---- Information given

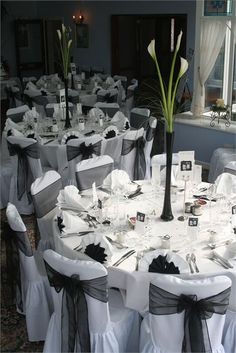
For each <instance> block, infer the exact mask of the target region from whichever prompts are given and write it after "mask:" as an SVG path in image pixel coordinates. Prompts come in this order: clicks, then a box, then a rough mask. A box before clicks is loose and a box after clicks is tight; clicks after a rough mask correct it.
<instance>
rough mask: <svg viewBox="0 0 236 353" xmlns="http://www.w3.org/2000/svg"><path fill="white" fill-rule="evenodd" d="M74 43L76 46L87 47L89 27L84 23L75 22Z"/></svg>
mask: <svg viewBox="0 0 236 353" xmlns="http://www.w3.org/2000/svg"><path fill="white" fill-rule="evenodd" d="M76 44H77V48H88V47H89V28H88V25H87V24H85V23H78V24H76Z"/></svg>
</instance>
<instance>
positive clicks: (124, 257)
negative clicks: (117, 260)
mask: <svg viewBox="0 0 236 353" xmlns="http://www.w3.org/2000/svg"><path fill="white" fill-rule="evenodd" d="M134 253H135V250H130V251H128V252H127V253H126V254H124V255H123V256H121V258H120V259H119V260H118V261H116V262H115V263H114V264H113V265H112V266H115V267H117V266H119V265H120V264H121V263H122V262H123V261H124V260H126V259H128V257H130V256H131V255H133V254H134Z"/></svg>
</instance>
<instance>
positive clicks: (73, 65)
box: [70, 63, 76, 75]
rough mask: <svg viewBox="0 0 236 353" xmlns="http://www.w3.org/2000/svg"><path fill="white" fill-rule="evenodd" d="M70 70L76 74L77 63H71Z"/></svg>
mask: <svg viewBox="0 0 236 353" xmlns="http://www.w3.org/2000/svg"><path fill="white" fill-rule="evenodd" d="M70 71H71V74H72V75H76V65H75V63H70Z"/></svg>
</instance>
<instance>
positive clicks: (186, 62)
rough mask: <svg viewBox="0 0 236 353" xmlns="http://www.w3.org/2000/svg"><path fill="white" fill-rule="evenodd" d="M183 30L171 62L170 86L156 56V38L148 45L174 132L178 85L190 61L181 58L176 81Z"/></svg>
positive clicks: (177, 38)
mask: <svg viewBox="0 0 236 353" xmlns="http://www.w3.org/2000/svg"><path fill="white" fill-rule="evenodd" d="M182 35H183V32H182V31H180V33H179V35H178V38H177V43H176V47H175V51H174V55H173V59H172V64H171V69H170V75H169V82H168V86H165V85H164V83H163V80H162V75H161V71H160V67H159V64H158V61H157V57H156V52H155V39H152V40H151V42H150V44H149V45H148V48H147V49H148V53H149V54H150V56H151V57H152V59H153V60H154V62H155V65H156V69H157V75H158V79H159V83H160V91H161V97H162V99H161V106H162V110H163V115H164V118H165V120H166V123H167V128H166V129H167V132H170V133H172V132H173V128H174V118H173V111H174V105H175V95H176V91H177V87H178V84H179V80H180V78H181V77H182V76H183V75H184V73H185V72H186V71H187V69H188V62H187V60H186V59H184V58H182V57H181V58H180V64H181V65H180V70H179V75H178V77H177V79H176V80H175V82H173V80H174V71H175V62H176V57H177V54H178V51H179V48H180V44H181V39H182Z"/></svg>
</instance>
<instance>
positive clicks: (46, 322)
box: [6, 203, 52, 341]
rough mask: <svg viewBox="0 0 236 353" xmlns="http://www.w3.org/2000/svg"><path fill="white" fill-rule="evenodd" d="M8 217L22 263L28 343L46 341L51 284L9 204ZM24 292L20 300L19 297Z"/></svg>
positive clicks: (48, 314) (19, 291) (12, 205)
mask: <svg viewBox="0 0 236 353" xmlns="http://www.w3.org/2000/svg"><path fill="white" fill-rule="evenodd" d="M6 215H7V219H8V223H9V226H10V228H11V230H12V231H13V232H14V233H13V234H12V236H14V237H15V240H16V244H17V248H18V253H19V261H20V266H19V268H20V281H21V282H20V291H18V292H17V303H18V306H17V310H18V311H19V312H20V313H24V314H25V318H26V326H27V333H28V339H29V341H43V340H45V337H46V332H47V328H48V323H49V320H50V315H51V309H52V303H51V293H50V288H49V283H48V280H47V277H46V276H45V272H44V275H43V268H38V267H37V265H36V262H35V258H34V255H33V252H32V249H31V246H30V242H29V238H28V235H27V231H26V228H25V225H24V223H23V221H22V219H21V217H20V215H19V213H18V211H17V209H16V207H15V206H14V205H13V204H11V203H8V206H7V210H6ZM20 292H21V296H20Z"/></svg>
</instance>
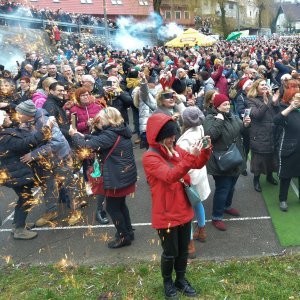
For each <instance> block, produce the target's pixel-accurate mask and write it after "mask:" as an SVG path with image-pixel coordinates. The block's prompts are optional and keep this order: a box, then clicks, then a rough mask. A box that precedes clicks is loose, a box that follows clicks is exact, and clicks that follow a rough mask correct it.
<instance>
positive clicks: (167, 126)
mask: <svg viewBox="0 0 300 300" xmlns="http://www.w3.org/2000/svg"><path fill="white" fill-rule="evenodd" d="M178 133H179V128H178V125H177V124H176V122H175V121H172V120H170V121H168V122H167V123H166V124H165V125H164V126H163V127H162V128H161V130H160V131H159V133H158V135H157V137H156V141H157V142H160V141H162V140H164V139H165V138H167V137H170V136H173V135H178Z"/></svg>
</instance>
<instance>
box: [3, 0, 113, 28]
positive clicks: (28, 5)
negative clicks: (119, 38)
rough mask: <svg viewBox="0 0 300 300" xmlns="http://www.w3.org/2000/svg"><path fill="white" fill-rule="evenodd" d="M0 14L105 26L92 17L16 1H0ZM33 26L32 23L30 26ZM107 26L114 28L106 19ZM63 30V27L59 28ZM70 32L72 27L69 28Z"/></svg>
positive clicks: (100, 18)
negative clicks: (51, 9) (34, 5)
mask: <svg viewBox="0 0 300 300" xmlns="http://www.w3.org/2000/svg"><path fill="white" fill-rule="evenodd" d="M0 14H8V15H15V16H18V17H28V18H34V19H41V20H45V21H50V22H62V23H70V24H76V25H89V26H99V27H104V26H105V20H104V18H101V17H95V16H93V15H86V14H76V13H70V12H66V11H64V10H62V9H61V8H59V9H57V10H51V9H49V8H41V9H38V8H36V7H34V6H31V5H28V4H24V3H19V2H17V1H0ZM32 26H33V27H34V26H35V25H34V23H33V25H32ZM108 26H109V27H111V28H116V23H115V22H114V20H111V19H108ZM61 28H62V29H63V27H61ZM68 30H70V32H71V31H72V27H69V29H68Z"/></svg>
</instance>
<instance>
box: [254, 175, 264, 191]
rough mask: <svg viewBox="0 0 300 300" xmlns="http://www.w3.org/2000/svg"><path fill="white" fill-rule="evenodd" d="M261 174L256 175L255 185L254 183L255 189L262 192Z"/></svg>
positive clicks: (254, 186)
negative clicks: (261, 188)
mask: <svg viewBox="0 0 300 300" xmlns="http://www.w3.org/2000/svg"><path fill="white" fill-rule="evenodd" d="M259 177H260V176H259V175H258V176H254V178H253V185H254V189H255V190H256V191H257V192H259V193H261V191H262V190H261V186H260V183H259Z"/></svg>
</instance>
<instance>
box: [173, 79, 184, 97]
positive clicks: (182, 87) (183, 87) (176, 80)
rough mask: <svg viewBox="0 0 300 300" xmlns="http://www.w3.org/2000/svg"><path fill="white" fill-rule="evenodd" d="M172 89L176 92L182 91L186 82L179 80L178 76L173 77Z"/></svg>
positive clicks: (181, 91) (180, 93)
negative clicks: (183, 81) (174, 77)
mask: <svg viewBox="0 0 300 300" xmlns="http://www.w3.org/2000/svg"><path fill="white" fill-rule="evenodd" d="M172 89H173V90H174V91H175V92H176V93H177V94H181V93H183V92H184V90H185V89H186V84H185V83H184V82H183V81H181V80H180V79H178V78H175V80H174V82H173V84H172Z"/></svg>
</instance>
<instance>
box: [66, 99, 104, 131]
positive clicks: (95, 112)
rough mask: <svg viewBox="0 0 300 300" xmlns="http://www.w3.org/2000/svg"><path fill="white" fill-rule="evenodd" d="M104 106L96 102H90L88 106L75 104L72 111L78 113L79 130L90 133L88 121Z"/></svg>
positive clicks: (78, 128)
mask: <svg viewBox="0 0 300 300" xmlns="http://www.w3.org/2000/svg"><path fill="white" fill-rule="evenodd" d="M101 109H102V107H101V106H100V105H98V104H96V103H90V104H89V105H87V106H80V105H78V104H77V105H74V106H73V107H72V108H71V109H70V113H71V114H72V113H76V114H77V130H78V131H79V132H81V133H83V134H88V133H90V130H89V126H88V125H87V121H88V120H89V119H92V118H94V117H95V116H96V115H97V113H98V112H99V111H100V110H101Z"/></svg>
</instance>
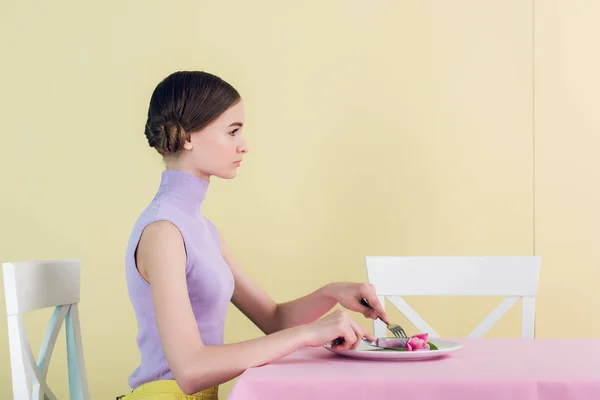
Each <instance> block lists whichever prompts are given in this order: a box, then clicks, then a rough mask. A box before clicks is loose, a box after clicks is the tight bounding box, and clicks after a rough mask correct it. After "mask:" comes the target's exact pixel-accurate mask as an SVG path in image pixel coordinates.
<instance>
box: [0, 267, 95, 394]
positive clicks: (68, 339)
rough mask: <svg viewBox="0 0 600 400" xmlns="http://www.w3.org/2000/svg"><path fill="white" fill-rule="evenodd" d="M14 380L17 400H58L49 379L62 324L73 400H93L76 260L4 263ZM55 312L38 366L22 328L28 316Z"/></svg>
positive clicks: (8, 324) (48, 327) (12, 373)
mask: <svg viewBox="0 0 600 400" xmlns="http://www.w3.org/2000/svg"><path fill="white" fill-rule="evenodd" d="M2 268H3V273H4V290H5V296H6V311H7V318H8V342H9V346H10V361H11V374H12V383H13V395H14V398H15V399H32V400H34V399H35V400H44V399H49V400H56V396H55V395H54V393H53V392H52V390H51V389H50V388H49V387H48V384H47V382H46V377H47V375H48V366H49V365H50V359H51V357H52V351H53V349H54V344H55V343H56V339H57V338H58V334H59V332H60V328H61V326H62V323H63V321H64V322H65V334H66V341H67V359H68V360H67V361H68V362H67V365H68V371H69V393H70V398H71V400H75V399H76V400H87V399H89V397H90V396H89V391H88V385H87V376H86V371H85V363H84V359H83V346H82V343H81V330H80V326H79V311H78V303H79V294H80V283H79V281H80V280H79V275H80V265H79V261H77V260H58V261H30V262H19V263H4V264H3V265H2ZM49 307H55V309H54V313H53V314H52V317H51V318H50V323H49V325H48V328H47V330H46V334H45V336H44V339H43V342H42V346H41V348H40V353H39V356H38V361H37V362H36V361H35V359H34V357H33V353H32V351H31V346H30V345H29V340H28V339H27V334H26V332H25V325H24V323H23V314H24V313H26V312H27V311H32V310H39V309H43V308H49Z"/></svg>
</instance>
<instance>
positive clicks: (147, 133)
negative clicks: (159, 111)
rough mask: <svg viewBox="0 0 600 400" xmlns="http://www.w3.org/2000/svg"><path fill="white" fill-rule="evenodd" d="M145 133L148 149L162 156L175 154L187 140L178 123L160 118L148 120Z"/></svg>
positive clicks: (182, 127)
mask: <svg viewBox="0 0 600 400" xmlns="http://www.w3.org/2000/svg"><path fill="white" fill-rule="evenodd" d="M145 133H146V139H148V144H149V145H150V147H154V148H155V149H156V150H157V151H158V152H159V153H160V154H162V155H163V156H166V155H169V154H175V153H177V152H178V151H179V150H181V149H182V148H183V144H184V143H185V141H186V140H188V137H187V134H186V132H185V130H184V129H183V127H182V126H181V125H180V124H179V123H177V122H176V121H173V120H171V119H166V118H165V117H162V116H158V117H150V118H148V122H147V124H146V132H145Z"/></svg>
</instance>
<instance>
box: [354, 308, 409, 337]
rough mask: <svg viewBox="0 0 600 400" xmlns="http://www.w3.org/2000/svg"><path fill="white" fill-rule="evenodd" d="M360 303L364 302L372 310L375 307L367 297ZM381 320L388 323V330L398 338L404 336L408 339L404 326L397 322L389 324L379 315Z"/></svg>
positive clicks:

--------

### Instruction
Update the records from their beginning through the line containing "43L76 46L87 47L89", replacing "clicks" with "taps" and leaving everything else unchanged. Give only those lines, and leave the pictures out of your answer.

### Solution to this problem
For each <instance> block, infer the exact mask of the target region from whichever prompts are given and write it after "mask:" as an SVG path in image pixel coordinates. Prompts come in this order: taps, then a box, then a rough mask. A box before taps is loose and a box after taps is tight; taps after a rough mask correct it.
<instance>
rough mask: <svg viewBox="0 0 236 353" xmlns="http://www.w3.org/2000/svg"><path fill="white" fill-rule="evenodd" d="M74 43L76 46L87 47L89 27L84 23L75 22Z"/></svg>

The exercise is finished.